• **Instructions for the task**
Rewrite only the stretch below from the line containing "Note: pick out the water ripple" through the line containing "column 178, row 195", changing "marker" to "point" and leaving everything else as it is.

_ _ _ _

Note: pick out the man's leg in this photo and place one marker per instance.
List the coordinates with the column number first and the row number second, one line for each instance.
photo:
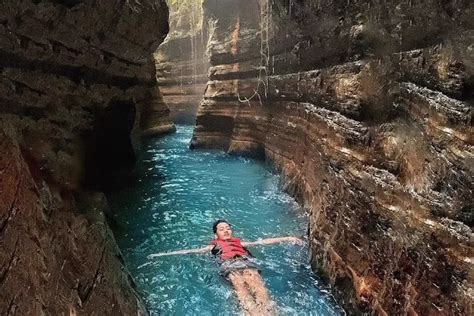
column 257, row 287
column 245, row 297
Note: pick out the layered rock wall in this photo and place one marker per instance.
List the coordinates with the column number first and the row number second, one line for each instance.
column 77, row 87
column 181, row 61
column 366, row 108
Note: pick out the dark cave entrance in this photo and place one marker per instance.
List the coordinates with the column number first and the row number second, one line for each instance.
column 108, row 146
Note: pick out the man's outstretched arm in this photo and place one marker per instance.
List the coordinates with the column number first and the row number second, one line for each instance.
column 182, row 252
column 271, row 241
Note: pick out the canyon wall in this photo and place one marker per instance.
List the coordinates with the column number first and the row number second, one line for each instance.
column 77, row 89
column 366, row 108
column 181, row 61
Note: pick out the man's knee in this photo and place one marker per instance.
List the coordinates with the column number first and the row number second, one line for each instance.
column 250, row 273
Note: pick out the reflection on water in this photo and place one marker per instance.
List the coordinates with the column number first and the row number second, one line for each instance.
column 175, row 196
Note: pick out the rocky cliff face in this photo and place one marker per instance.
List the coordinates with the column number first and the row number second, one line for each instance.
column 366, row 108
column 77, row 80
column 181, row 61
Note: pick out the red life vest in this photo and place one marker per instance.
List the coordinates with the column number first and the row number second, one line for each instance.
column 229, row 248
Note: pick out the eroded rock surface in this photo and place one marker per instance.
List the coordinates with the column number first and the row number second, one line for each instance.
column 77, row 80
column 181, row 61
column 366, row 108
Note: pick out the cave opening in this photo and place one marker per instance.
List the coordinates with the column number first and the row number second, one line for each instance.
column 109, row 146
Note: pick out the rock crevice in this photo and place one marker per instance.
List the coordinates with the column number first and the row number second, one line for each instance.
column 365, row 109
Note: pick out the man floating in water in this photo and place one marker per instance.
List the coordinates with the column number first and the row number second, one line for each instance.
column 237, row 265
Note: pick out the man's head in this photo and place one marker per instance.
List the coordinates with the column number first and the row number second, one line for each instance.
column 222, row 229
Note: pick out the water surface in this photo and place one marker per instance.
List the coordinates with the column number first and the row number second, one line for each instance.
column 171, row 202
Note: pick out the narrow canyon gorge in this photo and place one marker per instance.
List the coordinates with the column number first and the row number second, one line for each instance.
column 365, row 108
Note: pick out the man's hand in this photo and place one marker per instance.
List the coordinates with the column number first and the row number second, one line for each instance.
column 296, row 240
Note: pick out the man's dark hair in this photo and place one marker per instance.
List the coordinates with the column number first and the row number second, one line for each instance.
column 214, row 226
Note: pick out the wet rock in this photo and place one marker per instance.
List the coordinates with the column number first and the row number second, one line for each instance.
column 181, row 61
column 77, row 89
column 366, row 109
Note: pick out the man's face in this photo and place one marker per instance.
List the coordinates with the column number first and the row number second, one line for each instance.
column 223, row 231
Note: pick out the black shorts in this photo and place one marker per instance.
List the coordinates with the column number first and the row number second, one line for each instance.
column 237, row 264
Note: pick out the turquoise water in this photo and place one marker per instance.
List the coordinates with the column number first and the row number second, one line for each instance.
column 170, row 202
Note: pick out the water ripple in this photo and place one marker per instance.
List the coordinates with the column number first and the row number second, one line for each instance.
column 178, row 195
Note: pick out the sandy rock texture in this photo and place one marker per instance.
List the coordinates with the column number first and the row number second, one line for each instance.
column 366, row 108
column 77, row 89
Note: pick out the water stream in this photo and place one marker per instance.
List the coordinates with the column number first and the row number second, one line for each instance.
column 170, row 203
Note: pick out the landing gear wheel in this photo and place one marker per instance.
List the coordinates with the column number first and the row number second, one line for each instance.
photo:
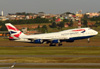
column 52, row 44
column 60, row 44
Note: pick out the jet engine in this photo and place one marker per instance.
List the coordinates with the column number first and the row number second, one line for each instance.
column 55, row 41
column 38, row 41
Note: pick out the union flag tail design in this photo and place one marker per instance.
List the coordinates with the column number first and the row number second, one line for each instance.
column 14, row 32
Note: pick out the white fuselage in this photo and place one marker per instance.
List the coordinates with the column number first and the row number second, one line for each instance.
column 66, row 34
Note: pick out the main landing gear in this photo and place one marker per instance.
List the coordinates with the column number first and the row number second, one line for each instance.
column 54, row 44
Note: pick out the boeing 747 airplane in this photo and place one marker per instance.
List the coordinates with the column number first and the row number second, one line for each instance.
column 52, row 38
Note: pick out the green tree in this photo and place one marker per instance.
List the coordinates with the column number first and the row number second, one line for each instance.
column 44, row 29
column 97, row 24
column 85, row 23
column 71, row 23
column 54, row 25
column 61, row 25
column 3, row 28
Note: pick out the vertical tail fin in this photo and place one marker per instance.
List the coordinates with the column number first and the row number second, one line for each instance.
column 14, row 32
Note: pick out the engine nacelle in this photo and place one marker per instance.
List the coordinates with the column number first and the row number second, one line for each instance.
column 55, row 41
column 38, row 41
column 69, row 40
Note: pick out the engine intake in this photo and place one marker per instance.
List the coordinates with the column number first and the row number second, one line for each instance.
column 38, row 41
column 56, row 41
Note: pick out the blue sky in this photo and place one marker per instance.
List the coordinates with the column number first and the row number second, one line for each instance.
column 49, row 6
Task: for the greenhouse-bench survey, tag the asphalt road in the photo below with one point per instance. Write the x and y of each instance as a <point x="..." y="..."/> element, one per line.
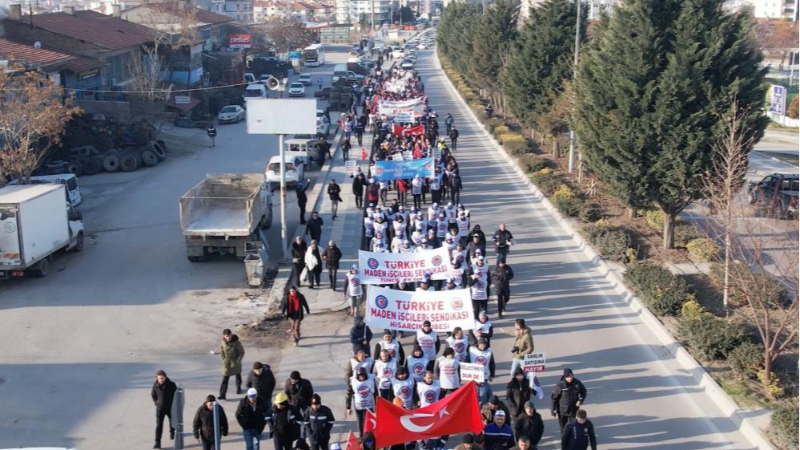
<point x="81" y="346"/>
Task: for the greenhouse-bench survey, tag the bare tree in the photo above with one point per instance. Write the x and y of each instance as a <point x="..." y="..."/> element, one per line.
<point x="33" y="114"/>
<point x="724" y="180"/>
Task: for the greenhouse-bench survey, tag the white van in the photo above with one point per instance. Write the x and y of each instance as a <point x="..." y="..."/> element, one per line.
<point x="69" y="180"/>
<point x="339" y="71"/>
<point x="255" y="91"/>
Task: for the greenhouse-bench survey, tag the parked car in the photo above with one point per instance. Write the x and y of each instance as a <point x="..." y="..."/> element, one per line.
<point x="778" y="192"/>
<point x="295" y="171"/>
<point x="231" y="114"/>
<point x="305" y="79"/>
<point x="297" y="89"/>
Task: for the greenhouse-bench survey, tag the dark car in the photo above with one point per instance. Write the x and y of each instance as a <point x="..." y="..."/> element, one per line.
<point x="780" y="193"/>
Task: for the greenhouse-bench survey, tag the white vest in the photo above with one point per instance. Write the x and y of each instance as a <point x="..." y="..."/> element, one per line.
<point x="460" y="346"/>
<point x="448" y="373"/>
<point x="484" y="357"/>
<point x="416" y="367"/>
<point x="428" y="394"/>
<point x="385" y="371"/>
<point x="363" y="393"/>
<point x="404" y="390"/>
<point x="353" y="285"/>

_ _ _ _

• **Result**
Note: pick out the water ripple in this photo and place one point per instance.
List the coordinates with the column number first and the row number second, one line for each instance.
column 178, row 195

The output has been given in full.